(Records excerpted from a collection)
*****

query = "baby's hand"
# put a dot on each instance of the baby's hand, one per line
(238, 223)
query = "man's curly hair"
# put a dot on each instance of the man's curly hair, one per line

*****

Edit the records so that every "put a dot on" reads "mark", and keep all other text the same.

Written answer:
query = "baby's hand"
# mark each instance of the baby's hand, one per line
(238, 223)
query = "man's curly hair"
# mark each instance of the man's curly hair, one per line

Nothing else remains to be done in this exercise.